WHAT THE TASK REQUIRES
Below are the entries; state how many of their lines contain the string "silhouette", and nothing more.

------ THE INPUT ------

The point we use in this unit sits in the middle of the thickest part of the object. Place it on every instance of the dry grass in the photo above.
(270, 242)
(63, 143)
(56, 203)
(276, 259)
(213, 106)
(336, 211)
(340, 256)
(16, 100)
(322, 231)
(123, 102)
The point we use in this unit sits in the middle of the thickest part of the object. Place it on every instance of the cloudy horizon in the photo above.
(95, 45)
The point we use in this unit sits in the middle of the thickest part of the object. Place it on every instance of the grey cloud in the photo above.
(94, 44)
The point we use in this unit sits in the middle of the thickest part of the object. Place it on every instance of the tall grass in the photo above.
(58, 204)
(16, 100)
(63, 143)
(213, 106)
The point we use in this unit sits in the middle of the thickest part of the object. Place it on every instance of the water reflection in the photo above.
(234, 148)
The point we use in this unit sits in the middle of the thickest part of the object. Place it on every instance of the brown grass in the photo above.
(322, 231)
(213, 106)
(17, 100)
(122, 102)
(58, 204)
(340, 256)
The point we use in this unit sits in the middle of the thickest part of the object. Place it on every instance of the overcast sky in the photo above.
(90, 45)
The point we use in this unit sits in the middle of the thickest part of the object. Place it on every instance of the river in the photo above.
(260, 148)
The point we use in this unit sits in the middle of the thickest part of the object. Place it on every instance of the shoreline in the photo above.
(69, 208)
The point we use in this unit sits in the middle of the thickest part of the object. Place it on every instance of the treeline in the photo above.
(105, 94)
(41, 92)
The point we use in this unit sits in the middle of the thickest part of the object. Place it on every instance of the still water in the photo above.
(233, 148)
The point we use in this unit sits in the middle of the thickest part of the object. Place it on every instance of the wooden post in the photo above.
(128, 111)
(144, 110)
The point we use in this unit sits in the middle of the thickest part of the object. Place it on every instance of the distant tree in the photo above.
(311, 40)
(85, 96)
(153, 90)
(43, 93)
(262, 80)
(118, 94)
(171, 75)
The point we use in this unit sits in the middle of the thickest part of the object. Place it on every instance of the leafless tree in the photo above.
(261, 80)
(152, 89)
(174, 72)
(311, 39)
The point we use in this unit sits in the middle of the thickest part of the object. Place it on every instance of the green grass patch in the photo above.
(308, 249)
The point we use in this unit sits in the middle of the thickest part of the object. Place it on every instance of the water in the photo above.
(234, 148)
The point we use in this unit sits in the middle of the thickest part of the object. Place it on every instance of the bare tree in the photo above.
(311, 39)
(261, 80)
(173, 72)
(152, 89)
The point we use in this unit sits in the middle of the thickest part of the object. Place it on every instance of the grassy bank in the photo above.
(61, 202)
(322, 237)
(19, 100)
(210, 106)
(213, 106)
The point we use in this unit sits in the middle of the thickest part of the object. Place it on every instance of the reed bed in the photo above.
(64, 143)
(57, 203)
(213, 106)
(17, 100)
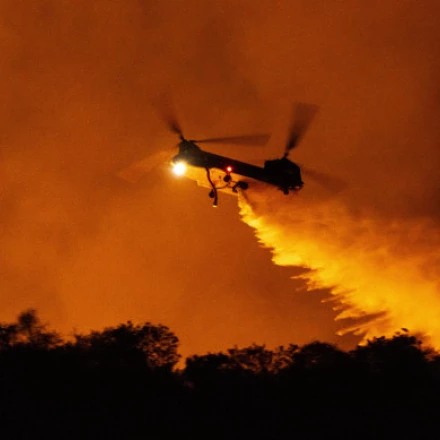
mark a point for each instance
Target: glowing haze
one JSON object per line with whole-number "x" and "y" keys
{"x": 87, "y": 249}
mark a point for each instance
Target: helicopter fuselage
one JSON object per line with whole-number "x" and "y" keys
{"x": 282, "y": 173}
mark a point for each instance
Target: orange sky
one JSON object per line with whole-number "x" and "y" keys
{"x": 78, "y": 79}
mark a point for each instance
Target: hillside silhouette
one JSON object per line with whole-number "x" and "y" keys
{"x": 123, "y": 383}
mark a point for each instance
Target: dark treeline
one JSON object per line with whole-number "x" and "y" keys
{"x": 122, "y": 383}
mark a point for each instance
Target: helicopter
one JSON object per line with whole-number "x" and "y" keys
{"x": 236, "y": 175}
{"x": 221, "y": 173}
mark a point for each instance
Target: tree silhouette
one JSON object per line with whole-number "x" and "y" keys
{"x": 153, "y": 346}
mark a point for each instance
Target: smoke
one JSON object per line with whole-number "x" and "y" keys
{"x": 383, "y": 274}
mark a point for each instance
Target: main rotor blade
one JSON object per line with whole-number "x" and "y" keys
{"x": 331, "y": 183}
{"x": 134, "y": 172}
{"x": 252, "y": 139}
{"x": 302, "y": 117}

------

FINISHED EXERCISE
2